### PETUNJUK
Tuliskan ulang tanpa perubahan bagian teks tentang pasokan batu bara dari Kalimantan yang dibuka dengan kata-kata yang memuat "Kamis, 31 Mei" dan ditutup dengan "memang sangat mengerikan.".

### BLOK TEKS

Beban pemerintah pusat

Kamis, 31 Mei 2012 - 08:02 WIB
Beban pemerintah pusat
Beban pemerintah pusat
A A A
Sindonews.com - Aksi sejumlah elemen masyarakat yang menahan pengiriman batu bara dari seluruh Kalimantan berhasil membuat pemerintah pusat berubah pikiran untuk menambah pasokan bahan bakar minyak (BBM) subsidi pada empat provinsi di wilayah itu.

Pemerintah pusat memutuskan menambah volume BBM subsidi dan BBM nonsubsidi. Penambahan kuota BBM subsidi tersebut lebih dari lima persen dari kuota sebelumnya. Ancaman masyarakat Kalimantan yang disuarakan empat gubernur dari pulau terbesar di Indonesia itu memang sangat mengerikan.

Bayangkan, kalau pasokan batu bara tersendat, sebagian besar wilayah Jawa dan sekitarnya akan gelap karena Pembangkit Listrik Tenaga Uap (PLTU) yang menggunakan bahan bakar batu bara tentu tidak bisa beroperasi.

Hal itu diamini manajemen PT Perusahaan Listrik Negara (PLN).Jika pemblokadean jalur pengiriman batu bara tersebut berlarut- larut, menurut Kepala Divisi Batu Bara PLN Helmi Najamuddin, stok batu bara kedodoran yang pada akhirnya mengancam kelangsungan operasi pembangkit PLN dan milik swasta. Saat ini sekitar 43 persen pembangkit listrik di Jawa menggunakan bahan bakar batu bara.

Yang menjadi persoalan, pembangkit yang menggunakan bahan bakar batu bara tidak bisa disubtitusi dengan bahan bakar lain misalnya gas. Lain ceritanya bila pembangkit menggunakan bahan bakar gas yang masih bisa dioperasikan dengan memakai BBM. Sementara itu, kontribusi batu bara dari Kalimantan untuk PLTU di Jawa mencapai 80 persen. Selebihnya pasokan berasal dari Sumatera sebanyak 20 persen.

Sedangkan kapasitas cadangan batu bara PLN saat ini hanya dapat bertahan sekitar 20–30 hari. Artinya,kalau pemblokadean jalur pasokan batu bara dari Kalimantan tersendat sendat, implikasinya besar sekali.Tidak hanya akan membuat Jawa gelap, tetapi industri juga tidak akan berproduksi yang akhirnya akan berpengaruh terhadap kinerja perekonomian nasional.

Aksi pemblokadean jalur pengiriman batu bara dari Kalimantan sebenarnya tidak hanya akan mendatangkan kerugian di Jawa dan sekitarnya, tapi juga kepentingan nasional terutama terkait pasokan energi listrik pada industri. Sedangkan kerugian dari pemerintah daerah dengan terhambatnya pengiriman bahan bakar itu akan membuat penerimaan daerah tersendat. Namun, apa boleh buat elemen masyarakat di sana menilai itulah cara paling efektif untuk didengar keluhannya oleh pemerintah pusat.

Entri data
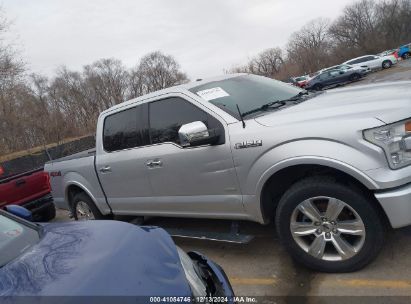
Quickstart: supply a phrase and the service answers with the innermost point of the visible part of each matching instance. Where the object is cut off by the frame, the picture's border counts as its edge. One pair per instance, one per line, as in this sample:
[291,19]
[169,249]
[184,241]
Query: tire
[48,213]
[386,64]
[317,87]
[82,204]
[317,191]
[355,77]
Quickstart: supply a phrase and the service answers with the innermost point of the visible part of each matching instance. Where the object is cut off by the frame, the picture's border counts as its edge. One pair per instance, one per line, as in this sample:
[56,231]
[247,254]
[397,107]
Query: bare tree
[358,27]
[310,46]
[157,71]
[107,80]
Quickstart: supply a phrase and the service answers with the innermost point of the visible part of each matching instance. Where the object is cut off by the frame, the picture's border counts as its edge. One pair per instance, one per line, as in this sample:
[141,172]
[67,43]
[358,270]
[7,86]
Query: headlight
[198,287]
[395,140]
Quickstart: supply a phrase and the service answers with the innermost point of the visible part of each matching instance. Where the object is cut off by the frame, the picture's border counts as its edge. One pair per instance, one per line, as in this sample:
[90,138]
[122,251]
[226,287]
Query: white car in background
[374,62]
[361,69]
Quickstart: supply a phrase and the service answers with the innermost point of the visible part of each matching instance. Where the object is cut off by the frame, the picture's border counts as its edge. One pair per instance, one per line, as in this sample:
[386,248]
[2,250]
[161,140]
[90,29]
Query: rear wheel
[386,64]
[328,226]
[84,209]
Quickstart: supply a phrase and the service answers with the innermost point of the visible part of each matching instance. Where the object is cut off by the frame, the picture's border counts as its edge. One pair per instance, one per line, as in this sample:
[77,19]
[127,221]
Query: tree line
[364,27]
[36,110]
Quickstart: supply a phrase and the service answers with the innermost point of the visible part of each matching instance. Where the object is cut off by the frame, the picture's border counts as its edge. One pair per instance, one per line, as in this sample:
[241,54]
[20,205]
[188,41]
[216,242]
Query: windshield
[249,92]
[14,239]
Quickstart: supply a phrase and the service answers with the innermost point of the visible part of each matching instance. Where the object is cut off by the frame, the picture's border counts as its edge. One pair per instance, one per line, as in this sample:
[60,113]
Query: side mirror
[196,134]
[20,212]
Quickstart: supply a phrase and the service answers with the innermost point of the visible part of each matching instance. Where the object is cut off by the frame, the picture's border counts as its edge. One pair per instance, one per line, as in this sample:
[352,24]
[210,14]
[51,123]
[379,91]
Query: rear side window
[126,129]
[168,115]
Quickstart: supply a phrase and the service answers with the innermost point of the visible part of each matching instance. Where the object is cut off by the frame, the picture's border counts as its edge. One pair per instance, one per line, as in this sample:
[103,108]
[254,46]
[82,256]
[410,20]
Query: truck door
[189,180]
[121,162]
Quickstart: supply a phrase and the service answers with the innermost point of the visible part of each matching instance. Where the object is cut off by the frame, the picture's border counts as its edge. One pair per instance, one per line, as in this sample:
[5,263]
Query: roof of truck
[175,89]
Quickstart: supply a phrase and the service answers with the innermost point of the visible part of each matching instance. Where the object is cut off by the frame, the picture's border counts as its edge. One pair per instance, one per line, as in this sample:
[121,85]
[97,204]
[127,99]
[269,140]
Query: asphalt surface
[262,268]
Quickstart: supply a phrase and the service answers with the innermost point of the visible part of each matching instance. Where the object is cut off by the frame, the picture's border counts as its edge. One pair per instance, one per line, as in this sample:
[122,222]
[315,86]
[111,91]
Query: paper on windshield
[213,93]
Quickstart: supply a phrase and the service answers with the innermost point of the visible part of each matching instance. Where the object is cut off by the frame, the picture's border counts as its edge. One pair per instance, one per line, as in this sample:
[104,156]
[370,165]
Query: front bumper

### HASIL LATIHAN
Kamis, 31 Mei 2012 - 08:02 WIB
Beban pemerintah pusat
Beban pemerintah pusat
A A A
Sindonews.com - Aksi sejumlah elemen masyarakat yang menahan pengiriman batu bara dari seluruh Kalimantan berhasil membuat pemerintah pusat berubah pikiran untuk menambah pasokan bahan bakar minyak (BBM) subsidi pada empat provinsi di wilayah itu.

Pemerintah pusat memutuskan menambah volume BBM subsidi dan BBM nonsubsidi. Penambahan kuota BBM subsidi tersebut lebih dari lima persen dari kuota sebelumnya. Ancaman masyarakat Kalimantan yang disuarakan empat gubernur dari pulau terbesar di Indonesia itu memang sangat mengerikan.